_Objective 1:_ Reproduce verbatim the lines of the entries below, from the line containing "If you could point out the tree-covered" through the final line of the entries, inclusive.

_Quoted text:_
============================================================

Quintin Pope comments on Finding the multiple ground truths of CoinRun and image classification

Quintin Pope 8 Dec 2021 21:37 UTC
5 points
Maybe you can train a sequence of reward functions: $r_{1}, . . ., r_{n}$ such that each $r_{i}$ is discouraged from attending to the input features that are most salient to the previous $i - 1$ reward functions?
I.e., you’d train $r_{1}$ normally. Then, while training $r_{2}$ , you’d use gradient saliency (or similar methods) to find which regions of the input are most salient for $r_{1}$ and $r_{2}$ , then penalize $r_{2}$ for sharing salient features with $r_{1}$ . Similarly, $r_{i}$ would be penalized w.r.t. saliency maps from ${r_{j}}_{j < i}$ .
Note that for gradient saliency specifically, you can optimize directly for the penalty term with SGD because differentiation is itself a differentiable operation. You can have a loss term like $\sum | r_{1 input saliency} - r_{2 input saliency} |$ and compute its gradient with respect to model parameters (Some notes on doing this with PyTorch). Note that some gradient saliency methods seem to fail basic sanity checks.

============================================================

_Source records:_
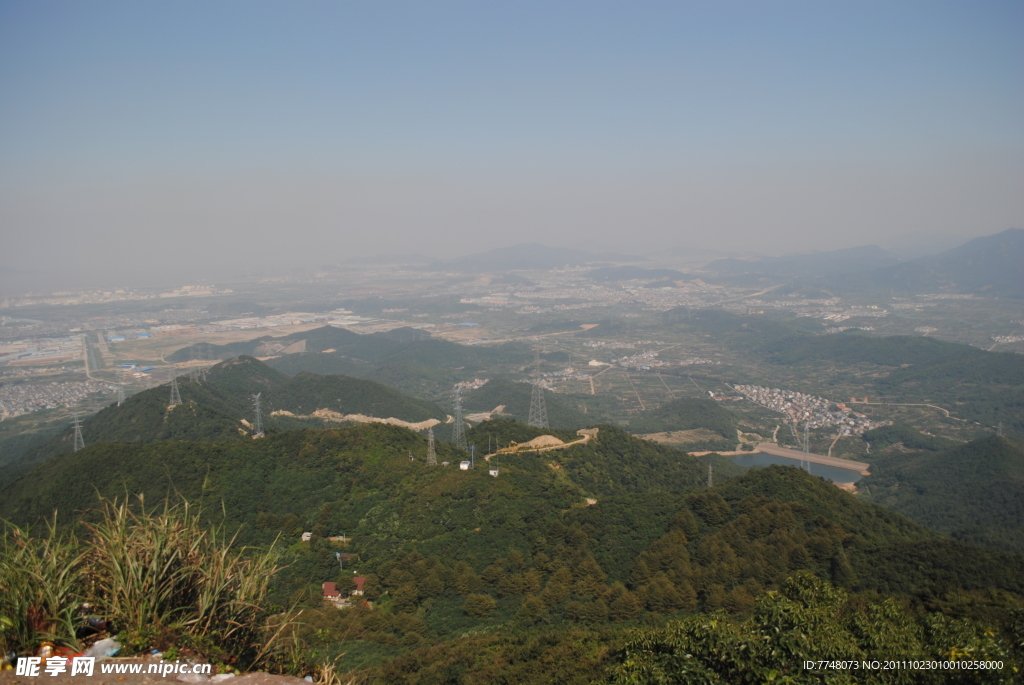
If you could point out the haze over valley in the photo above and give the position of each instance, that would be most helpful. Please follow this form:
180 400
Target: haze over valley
540 344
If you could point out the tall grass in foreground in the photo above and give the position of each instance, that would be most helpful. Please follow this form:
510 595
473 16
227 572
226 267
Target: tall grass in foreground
40 587
162 576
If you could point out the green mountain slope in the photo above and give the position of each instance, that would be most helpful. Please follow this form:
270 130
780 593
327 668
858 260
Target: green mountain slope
214 410
989 264
304 393
687 414
974 491
593 538
973 384
404 344
563 412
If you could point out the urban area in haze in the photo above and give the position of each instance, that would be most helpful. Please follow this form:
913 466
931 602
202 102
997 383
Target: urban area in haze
409 343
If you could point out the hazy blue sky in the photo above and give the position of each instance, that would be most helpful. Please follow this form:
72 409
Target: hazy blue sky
137 135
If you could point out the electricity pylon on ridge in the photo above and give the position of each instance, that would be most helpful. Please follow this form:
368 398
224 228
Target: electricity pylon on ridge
459 427
175 394
806 464
431 451
79 441
258 426
538 407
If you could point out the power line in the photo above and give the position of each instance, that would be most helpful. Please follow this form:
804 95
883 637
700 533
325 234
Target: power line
175 395
459 428
538 407
431 452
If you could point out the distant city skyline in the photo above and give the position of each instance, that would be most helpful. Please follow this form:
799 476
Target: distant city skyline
159 142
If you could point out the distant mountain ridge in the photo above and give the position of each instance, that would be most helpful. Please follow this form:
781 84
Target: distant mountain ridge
989 265
528 256
221 408
973 491
848 260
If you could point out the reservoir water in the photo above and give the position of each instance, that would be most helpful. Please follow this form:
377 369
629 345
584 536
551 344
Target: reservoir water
833 473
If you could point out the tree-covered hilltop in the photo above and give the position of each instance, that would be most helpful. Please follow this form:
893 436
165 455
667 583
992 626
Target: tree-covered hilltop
221 408
973 491
688 414
902 435
576 545
563 411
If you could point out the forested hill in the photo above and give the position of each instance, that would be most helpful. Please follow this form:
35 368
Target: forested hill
974 491
651 531
221 408
973 384
687 414
515 397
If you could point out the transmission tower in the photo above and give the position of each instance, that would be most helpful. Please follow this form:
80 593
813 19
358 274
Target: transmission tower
538 408
258 427
459 428
806 464
431 452
79 442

============================================================

_Objective 2:_ Rewrite the portion of the comment above between "Quintin Pope comments" and "1$ reward functions?", inclusive, substituting "value functions" for "reward functions".

_Task solution 1:_
If you could point out the tree-covered hilltop in the photo above and give the position of each instance, that would be most helpful. Please follow this form:
893 436
165 455
667 583
992 626
Target: tree-covered hilltop
221 408
973 491
688 414
902 435
576 545
563 411
If you could point out the forested hill in the photo above and give the position of each instance, that would be most helpful. Please follow this form:
35 368
Target: forested hill
974 491
651 531
221 408
973 384
687 414
515 397
If you could point out the transmission tower in the photo above and give the position of each instance, that would be most helpful. Please follow this form:
80 593
813 19
358 274
Target: transmission tower
538 408
258 427
459 428
806 464
431 452
79 442

_Task solution 2:_
Quintin Pope comments on Finding the multiple ground truths of CoinRun and image classification

Quintin Pope 8 Dec 2021 21:37 UTC
5 points
Maybe you can train a sequence of value functions: $r_{1}, . . ., r_{n}$ such that each $r_{i}$ is discouraged from attending to the input features that are most salient to the previous $i - 1$ value functions?